__Task prompt__. Reproduce these rows with "instance" replaced by "occurrence" wherever it occurs, leaving everything else unchanged and omitting the pictures.
··· Input material
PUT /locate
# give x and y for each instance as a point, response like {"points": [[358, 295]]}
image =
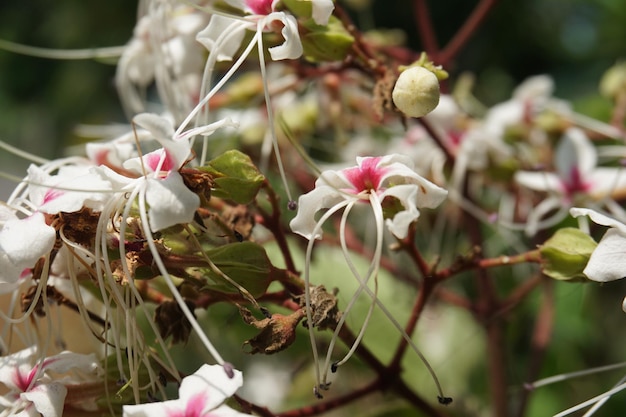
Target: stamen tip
{"points": [[444, 400], [228, 368], [266, 313]]}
······
__Answer for this exercise__.
PUT /locate
# give x and y for each occurrence as a point, response like {"points": [[358, 295]]}
image =
Target: stamen tip
{"points": [[444, 400], [228, 368], [266, 313]]}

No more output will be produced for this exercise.